_課題の指示_.
以下の記録から、文字列「shorts」を含む行をすべて抜き出し、そのまま書き写して列挙せよ。大文字と小文字は区別する。

[バウンディングボックス注釈の記録]
::::::::

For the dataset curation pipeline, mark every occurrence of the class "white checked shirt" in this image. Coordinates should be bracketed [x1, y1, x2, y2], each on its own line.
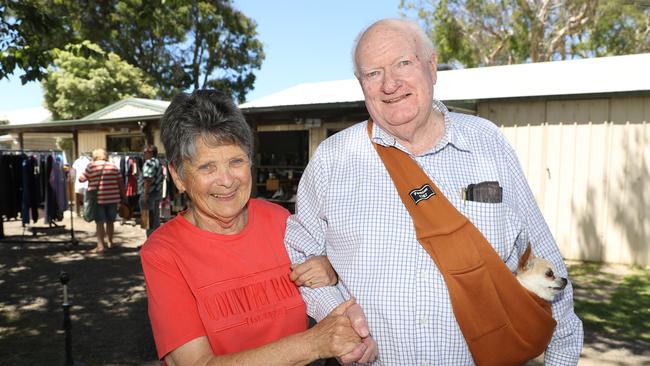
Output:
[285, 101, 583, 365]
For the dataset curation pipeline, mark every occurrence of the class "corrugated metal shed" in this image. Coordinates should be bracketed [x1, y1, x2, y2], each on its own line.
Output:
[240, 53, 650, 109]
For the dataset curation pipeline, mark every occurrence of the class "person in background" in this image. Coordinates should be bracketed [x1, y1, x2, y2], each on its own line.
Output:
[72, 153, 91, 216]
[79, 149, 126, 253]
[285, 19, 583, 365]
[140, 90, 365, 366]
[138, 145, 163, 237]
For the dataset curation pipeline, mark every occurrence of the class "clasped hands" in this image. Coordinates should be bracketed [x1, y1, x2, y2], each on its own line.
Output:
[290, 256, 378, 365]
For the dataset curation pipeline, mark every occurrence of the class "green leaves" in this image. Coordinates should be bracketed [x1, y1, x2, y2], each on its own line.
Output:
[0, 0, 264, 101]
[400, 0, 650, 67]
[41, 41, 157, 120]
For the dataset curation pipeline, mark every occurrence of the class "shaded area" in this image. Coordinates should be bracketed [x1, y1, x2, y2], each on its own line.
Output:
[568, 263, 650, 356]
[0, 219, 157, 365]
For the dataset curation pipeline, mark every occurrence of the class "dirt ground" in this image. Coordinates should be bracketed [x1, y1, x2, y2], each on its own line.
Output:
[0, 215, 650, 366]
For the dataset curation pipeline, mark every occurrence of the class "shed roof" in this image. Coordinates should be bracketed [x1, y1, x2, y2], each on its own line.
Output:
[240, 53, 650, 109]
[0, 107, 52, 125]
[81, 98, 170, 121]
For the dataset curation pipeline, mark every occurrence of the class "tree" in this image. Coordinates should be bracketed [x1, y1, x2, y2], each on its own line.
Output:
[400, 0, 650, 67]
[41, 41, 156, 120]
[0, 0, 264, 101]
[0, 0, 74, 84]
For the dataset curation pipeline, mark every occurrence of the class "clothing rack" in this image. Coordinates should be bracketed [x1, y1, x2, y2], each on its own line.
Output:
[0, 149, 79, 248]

::::::::

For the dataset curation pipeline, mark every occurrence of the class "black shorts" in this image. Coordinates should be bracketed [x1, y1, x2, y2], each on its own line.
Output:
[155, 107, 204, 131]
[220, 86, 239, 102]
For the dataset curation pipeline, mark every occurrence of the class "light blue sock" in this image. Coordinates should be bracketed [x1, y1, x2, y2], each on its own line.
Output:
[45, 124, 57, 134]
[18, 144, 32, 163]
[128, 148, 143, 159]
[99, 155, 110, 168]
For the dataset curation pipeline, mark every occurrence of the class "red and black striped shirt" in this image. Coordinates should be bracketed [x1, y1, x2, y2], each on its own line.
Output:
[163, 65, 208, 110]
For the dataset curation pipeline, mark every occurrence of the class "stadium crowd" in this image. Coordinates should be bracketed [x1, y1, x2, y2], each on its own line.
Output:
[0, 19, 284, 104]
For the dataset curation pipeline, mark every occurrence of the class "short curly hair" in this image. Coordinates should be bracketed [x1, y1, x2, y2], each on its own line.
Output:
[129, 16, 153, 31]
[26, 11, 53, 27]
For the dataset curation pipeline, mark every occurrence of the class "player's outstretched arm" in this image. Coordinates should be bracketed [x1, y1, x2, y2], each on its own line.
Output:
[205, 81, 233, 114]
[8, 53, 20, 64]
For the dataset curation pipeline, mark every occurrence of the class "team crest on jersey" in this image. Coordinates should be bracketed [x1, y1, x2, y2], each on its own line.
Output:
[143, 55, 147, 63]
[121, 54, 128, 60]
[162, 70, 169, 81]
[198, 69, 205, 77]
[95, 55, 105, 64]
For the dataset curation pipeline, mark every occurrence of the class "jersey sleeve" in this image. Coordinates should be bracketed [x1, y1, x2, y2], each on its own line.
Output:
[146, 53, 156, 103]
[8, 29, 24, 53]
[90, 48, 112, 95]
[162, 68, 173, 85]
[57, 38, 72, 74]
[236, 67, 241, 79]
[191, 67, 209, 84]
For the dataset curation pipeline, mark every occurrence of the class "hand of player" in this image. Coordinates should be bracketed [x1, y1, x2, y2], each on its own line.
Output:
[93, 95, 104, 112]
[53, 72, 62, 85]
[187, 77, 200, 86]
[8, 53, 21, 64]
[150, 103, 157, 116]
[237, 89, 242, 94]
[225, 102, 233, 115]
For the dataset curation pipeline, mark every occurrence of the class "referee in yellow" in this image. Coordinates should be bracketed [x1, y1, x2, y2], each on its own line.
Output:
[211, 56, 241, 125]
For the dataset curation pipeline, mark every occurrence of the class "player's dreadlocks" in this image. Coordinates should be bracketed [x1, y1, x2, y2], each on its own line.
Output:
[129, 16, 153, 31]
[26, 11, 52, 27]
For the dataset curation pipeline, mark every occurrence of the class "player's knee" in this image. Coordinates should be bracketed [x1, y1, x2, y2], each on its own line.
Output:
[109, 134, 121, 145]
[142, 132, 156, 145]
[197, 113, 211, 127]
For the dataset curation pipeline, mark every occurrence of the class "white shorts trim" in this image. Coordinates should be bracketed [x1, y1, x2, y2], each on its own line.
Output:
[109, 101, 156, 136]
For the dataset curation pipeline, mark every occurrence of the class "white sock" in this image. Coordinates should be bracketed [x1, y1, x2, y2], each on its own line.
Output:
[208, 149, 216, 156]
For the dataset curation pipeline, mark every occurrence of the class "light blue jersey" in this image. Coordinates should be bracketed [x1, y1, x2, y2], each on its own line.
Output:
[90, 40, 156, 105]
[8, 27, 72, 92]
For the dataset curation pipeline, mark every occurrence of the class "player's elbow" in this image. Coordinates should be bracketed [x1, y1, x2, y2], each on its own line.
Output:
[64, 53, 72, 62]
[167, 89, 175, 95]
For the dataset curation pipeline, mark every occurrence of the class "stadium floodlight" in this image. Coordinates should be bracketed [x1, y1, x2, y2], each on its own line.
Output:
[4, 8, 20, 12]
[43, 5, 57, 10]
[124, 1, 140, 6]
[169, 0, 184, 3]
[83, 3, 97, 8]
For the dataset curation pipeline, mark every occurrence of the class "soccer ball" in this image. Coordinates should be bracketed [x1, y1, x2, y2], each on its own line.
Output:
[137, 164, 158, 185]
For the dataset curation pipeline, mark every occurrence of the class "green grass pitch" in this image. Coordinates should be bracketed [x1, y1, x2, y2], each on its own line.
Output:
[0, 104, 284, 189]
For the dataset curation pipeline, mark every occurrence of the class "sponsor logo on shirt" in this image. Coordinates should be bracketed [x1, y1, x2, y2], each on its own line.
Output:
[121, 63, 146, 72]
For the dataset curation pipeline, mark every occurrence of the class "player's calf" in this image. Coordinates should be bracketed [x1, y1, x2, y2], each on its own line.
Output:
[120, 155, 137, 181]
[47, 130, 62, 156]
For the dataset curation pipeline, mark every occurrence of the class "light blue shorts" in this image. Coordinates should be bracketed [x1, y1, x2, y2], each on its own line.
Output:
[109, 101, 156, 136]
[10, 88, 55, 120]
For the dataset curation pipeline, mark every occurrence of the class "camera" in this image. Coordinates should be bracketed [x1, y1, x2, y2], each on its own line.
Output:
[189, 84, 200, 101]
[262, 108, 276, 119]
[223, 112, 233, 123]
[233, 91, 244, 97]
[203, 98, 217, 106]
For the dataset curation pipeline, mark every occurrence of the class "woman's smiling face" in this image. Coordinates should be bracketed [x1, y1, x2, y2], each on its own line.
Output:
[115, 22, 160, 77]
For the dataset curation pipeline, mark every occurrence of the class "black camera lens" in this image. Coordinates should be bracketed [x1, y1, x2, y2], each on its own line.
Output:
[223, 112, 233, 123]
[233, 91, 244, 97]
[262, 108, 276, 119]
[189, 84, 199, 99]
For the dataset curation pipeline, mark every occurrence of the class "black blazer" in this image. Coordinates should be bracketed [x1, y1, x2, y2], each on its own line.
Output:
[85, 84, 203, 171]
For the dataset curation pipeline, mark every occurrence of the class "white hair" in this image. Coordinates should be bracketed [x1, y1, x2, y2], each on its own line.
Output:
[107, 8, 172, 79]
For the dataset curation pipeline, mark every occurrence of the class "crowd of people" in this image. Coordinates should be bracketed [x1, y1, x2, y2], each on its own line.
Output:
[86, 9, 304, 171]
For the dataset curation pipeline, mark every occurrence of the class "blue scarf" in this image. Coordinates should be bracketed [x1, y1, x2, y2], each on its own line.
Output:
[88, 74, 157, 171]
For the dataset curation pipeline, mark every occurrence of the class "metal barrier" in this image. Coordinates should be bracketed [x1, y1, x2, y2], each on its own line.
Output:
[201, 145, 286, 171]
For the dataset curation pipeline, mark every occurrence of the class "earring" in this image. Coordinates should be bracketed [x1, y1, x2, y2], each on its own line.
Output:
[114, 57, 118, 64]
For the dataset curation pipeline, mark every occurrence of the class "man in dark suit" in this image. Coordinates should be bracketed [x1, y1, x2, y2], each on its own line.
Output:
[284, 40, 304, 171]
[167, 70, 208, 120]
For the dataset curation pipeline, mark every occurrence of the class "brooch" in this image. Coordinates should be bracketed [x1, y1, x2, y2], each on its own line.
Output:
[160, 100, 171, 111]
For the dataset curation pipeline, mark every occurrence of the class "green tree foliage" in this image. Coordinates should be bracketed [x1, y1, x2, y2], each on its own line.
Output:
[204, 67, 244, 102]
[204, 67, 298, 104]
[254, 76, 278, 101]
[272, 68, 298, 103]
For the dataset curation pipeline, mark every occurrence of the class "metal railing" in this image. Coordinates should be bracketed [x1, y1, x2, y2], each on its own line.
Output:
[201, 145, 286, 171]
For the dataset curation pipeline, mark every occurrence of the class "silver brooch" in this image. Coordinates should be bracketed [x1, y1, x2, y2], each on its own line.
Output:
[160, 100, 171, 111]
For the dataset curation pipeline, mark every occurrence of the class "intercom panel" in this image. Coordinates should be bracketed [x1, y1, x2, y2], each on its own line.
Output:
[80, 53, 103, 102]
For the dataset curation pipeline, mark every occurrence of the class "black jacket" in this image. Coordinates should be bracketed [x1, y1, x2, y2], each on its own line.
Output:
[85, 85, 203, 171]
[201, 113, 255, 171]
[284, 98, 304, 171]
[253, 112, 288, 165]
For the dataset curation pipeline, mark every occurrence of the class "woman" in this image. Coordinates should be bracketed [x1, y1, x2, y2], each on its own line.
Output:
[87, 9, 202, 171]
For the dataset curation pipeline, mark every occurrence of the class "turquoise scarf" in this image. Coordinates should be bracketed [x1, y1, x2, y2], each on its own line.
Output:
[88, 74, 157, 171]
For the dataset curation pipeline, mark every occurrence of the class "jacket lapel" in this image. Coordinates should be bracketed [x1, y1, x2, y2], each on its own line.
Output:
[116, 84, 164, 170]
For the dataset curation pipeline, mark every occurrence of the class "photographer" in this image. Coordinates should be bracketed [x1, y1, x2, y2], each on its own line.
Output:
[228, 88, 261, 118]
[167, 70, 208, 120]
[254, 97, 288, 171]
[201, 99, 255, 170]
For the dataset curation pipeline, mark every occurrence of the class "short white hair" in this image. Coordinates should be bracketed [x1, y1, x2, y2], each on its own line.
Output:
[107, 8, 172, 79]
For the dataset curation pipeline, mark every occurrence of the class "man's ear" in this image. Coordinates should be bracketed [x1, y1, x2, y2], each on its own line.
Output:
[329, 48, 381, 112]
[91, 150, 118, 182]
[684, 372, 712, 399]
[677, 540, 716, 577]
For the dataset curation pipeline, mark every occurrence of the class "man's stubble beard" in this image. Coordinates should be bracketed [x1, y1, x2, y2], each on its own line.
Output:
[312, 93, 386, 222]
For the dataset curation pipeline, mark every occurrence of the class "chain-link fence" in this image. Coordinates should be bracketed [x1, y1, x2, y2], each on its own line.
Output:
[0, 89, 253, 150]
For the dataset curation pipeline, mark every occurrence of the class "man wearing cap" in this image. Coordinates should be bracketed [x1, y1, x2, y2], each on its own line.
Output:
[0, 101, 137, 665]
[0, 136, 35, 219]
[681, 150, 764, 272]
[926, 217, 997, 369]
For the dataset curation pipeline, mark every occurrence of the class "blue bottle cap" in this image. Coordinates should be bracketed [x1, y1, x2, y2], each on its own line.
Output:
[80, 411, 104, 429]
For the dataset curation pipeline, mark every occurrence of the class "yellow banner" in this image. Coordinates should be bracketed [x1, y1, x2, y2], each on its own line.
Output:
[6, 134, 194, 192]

::::::::

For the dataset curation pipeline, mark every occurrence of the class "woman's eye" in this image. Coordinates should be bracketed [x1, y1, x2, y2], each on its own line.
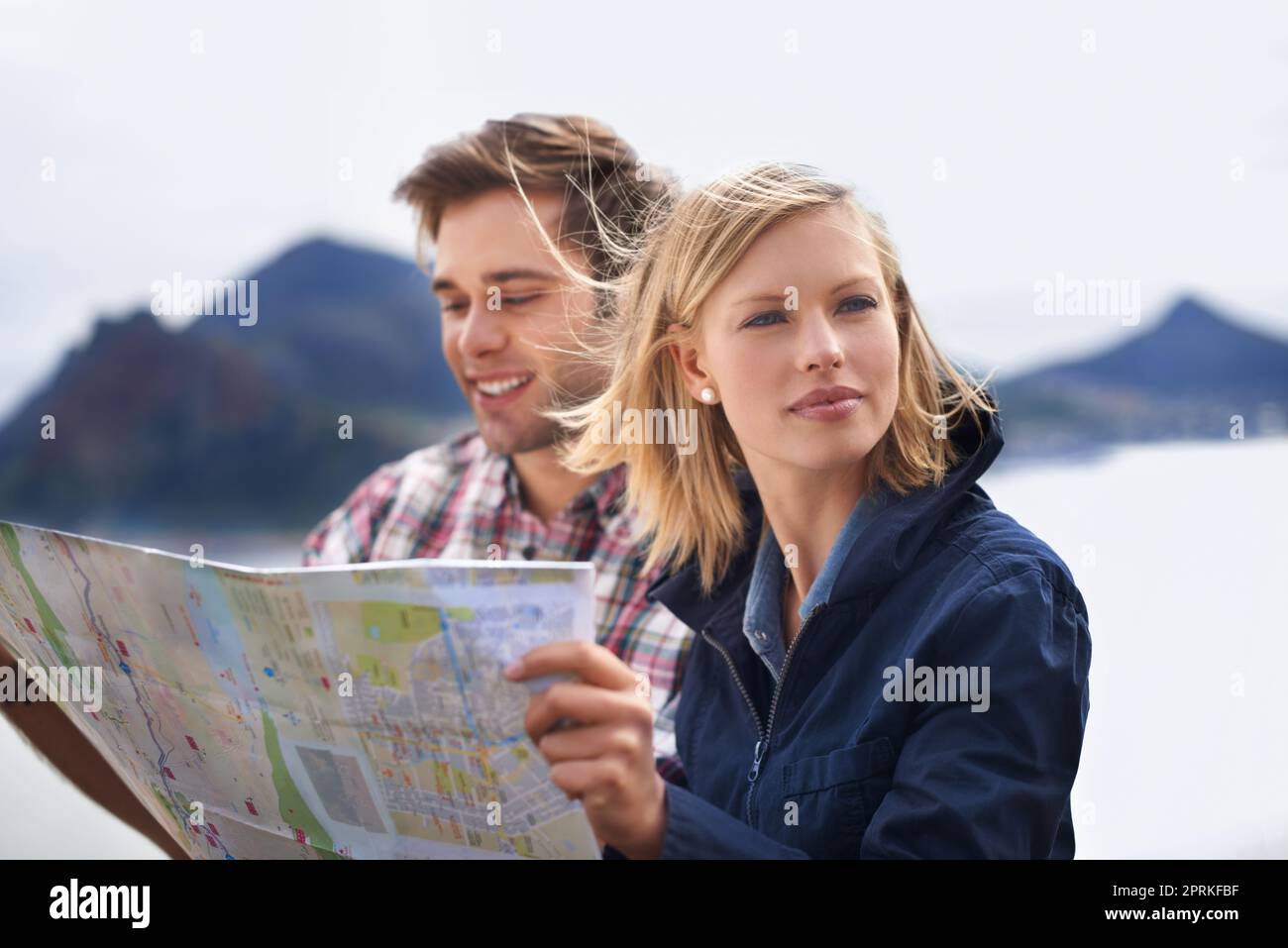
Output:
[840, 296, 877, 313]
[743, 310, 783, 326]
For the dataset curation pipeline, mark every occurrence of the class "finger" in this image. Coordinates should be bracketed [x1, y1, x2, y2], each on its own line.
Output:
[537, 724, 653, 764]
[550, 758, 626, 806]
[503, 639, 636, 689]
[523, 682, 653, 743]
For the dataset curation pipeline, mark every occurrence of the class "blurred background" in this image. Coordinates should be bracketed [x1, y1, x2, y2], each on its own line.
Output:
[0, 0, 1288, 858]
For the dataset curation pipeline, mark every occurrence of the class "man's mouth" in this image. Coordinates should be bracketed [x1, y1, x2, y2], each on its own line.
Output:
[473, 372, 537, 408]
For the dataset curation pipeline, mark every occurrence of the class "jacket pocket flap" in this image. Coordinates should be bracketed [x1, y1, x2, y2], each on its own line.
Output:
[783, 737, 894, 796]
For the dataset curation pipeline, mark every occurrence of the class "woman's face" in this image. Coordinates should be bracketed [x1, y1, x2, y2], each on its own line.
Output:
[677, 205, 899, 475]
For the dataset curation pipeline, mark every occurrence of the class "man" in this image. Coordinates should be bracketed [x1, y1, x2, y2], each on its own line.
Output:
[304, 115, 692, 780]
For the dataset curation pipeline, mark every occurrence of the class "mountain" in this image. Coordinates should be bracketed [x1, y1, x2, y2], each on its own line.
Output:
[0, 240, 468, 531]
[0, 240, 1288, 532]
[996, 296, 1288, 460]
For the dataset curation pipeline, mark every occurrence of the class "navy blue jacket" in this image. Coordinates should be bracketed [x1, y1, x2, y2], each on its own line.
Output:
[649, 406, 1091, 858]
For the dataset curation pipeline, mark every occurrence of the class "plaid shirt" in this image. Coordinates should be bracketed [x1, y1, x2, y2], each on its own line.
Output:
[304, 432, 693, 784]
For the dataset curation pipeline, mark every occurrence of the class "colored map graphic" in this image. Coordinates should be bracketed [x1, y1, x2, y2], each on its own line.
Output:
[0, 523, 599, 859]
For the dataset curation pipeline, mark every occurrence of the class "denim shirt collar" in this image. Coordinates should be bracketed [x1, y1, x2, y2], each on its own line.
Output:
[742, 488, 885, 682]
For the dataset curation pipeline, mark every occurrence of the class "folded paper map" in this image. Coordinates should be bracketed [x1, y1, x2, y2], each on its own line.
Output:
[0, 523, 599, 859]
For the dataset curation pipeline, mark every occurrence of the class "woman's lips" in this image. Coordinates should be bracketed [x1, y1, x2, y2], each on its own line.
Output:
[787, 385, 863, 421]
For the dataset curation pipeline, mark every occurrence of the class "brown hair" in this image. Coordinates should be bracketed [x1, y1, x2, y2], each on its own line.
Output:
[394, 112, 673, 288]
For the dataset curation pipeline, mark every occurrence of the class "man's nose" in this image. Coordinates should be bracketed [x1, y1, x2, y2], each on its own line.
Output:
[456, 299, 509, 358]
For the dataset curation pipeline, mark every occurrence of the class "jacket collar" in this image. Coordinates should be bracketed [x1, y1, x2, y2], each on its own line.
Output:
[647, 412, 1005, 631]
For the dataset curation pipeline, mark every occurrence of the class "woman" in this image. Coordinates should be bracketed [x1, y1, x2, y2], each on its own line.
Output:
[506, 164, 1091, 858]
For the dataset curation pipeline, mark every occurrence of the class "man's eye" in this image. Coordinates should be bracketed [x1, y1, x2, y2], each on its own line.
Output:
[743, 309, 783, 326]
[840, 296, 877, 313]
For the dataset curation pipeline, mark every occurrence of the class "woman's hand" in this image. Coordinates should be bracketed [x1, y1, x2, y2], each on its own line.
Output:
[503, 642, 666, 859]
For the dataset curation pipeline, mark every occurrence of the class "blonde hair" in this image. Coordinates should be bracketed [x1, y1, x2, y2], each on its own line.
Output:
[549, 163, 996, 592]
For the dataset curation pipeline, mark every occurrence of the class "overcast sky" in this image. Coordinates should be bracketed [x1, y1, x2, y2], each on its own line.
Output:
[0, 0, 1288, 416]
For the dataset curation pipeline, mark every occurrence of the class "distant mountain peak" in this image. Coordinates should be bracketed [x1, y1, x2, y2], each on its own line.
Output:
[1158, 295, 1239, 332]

::::::::

_解答_.
For the dataset curation pipeline, mark every occurrence of the class "black shorts" in this image. Coordinates should be bracketed [x1, y1, x2, y2], each on its own line.
For the dataset curation pipeline, mark every occurrence of the class "white shorts trim" in this image. Coordinates should be bracketed [x1, y1, x2, y2], each on its own line.
For the dataset curation pipeline, mark every occurrence of the class "light blue shorts" in this image. Coordinates should be bracketed [x1, y1, x2, y2], each on its own line.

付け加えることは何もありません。